## Start MATERIAL FOR THE TASK
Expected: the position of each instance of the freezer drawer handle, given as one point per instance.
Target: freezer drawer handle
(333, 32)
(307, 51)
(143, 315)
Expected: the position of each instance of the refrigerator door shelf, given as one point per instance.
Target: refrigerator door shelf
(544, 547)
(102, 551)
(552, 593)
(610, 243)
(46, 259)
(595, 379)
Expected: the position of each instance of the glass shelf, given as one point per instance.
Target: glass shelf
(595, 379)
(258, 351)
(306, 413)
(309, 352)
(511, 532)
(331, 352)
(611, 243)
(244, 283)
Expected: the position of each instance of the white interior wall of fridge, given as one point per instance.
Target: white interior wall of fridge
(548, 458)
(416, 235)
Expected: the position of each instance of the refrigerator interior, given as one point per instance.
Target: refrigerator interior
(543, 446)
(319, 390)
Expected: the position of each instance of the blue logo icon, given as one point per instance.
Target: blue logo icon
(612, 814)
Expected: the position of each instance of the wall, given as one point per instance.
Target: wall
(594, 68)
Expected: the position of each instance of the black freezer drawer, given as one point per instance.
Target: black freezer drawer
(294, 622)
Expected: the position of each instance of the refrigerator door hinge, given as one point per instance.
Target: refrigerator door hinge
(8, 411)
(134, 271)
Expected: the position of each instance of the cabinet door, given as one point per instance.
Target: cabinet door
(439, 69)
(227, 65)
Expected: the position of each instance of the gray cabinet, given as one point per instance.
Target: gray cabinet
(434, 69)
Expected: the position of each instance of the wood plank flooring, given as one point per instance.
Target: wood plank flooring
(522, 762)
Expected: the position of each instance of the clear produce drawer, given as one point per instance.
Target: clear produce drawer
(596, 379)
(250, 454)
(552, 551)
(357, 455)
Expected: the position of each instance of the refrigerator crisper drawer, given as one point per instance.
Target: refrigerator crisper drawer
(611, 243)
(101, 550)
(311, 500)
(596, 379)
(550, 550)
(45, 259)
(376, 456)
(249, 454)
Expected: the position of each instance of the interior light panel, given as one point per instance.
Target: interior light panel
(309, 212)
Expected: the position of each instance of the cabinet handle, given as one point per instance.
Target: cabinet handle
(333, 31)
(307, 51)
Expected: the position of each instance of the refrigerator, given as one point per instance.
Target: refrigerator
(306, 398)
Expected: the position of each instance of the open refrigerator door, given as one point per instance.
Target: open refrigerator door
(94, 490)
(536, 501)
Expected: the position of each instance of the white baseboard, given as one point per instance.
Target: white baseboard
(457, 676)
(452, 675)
## End MATERIAL FOR THE TASK
WHAT IS NEEDED: Reproduce every one of the entries above, substituting "Label" for each occurrence of "Target" and keeping everything else unchanged.

COMPLETE ANSWER:
Expected: the position of each instance of the freezer drawer handle, given as one point per instance.
Label: freezer drawer handle
(333, 32)
(307, 51)
(143, 315)
Expected: the position of each instance of the refrigerator door shelf, given as one point per instance.
Label: refrigerator door shelf
(544, 547)
(102, 551)
(552, 593)
(610, 243)
(46, 259)
(595, 379)
Expected: the position of each instance of the glass shelf, given as one point per instance.
Label: glass shelf
(595, 379)
(258, 351)
(306, 413)
(309, 352)
(511, 532)
(331, 352)
(611, 243)
(244, 283)
Expected: the position of each instance of the white interior wall of fridge, given as one point per instance.
Label: white interior wall of fridge
(548, 458)
(416, 235)
Expected: the position of each instance of the refrigerator interior, given as one point per instance.
Label: refrigerator interior
(543, 446)
(319, 390)
Expected: the position of each instance of the blue logo icon, given as one point per instance.
Label: blue logo icon
(612, 814)
Expected: the position of each instance of the wall, given as one point per instance.
Label: wall
(594, 68)
Expected: the position of each instance of the black freezer drawer, given as one point per instance.
Label: black freezer drawer
(294, 622)
Expected: the position of each instance of the refrigerator door hinge, given as one point per instance.
Label: refrigerator door hinge
(8, 411)
(134, 271)
Expected: the position of each instance of the cabinet door, given as one point per instance.
Label: cabinet door
(439, 69)
(227, 65)
Expected: the position of each instance of the gray cabinet, given as one point per instance.
Label: gray cabinet
(434, 69)
Expected: the position of each instance of the wood plank flooring, given as one point per instance.
Label: wood plank flooring
(522, 762)
Expected: the position of each instance of the clear produce drawer, given as one point per instance.
Label: clear produce drawer
(596, 379)
(250, 454)
(552, 551)
(357, 455)
Expected: the position of each instance of the refrigerator crisper drawer, given as one point per instance.
Label: refrigerator crisper drawer
(611, 243)
(101, 550)
(311, 500)
(596, 379)
(550, 550)
(45, 259)
(376, 456)
(249, 454)
Expected: the position of each instance of the interior light panel, given as one point per instance.
Label: interior light panel
(309, 212)
Expected: the position of each instance of the cabinet handle, given as one point per instance.
Label: cabinet handle
(333, 31)
(307, 51)
Expected: the position of each instance of the refrigerator, given as one point per instance.
Label: refrigerator
(306, 398)
Expected: the position of each instance of the open refrigerator door, given as one point per instance.
Label: open refrigerator door
(94, 490)
(536, 501)
Expected: the position of each instance of the white baseboard, given as one point per instance.
Label: white baseboard
(457, 676)
(452, 675)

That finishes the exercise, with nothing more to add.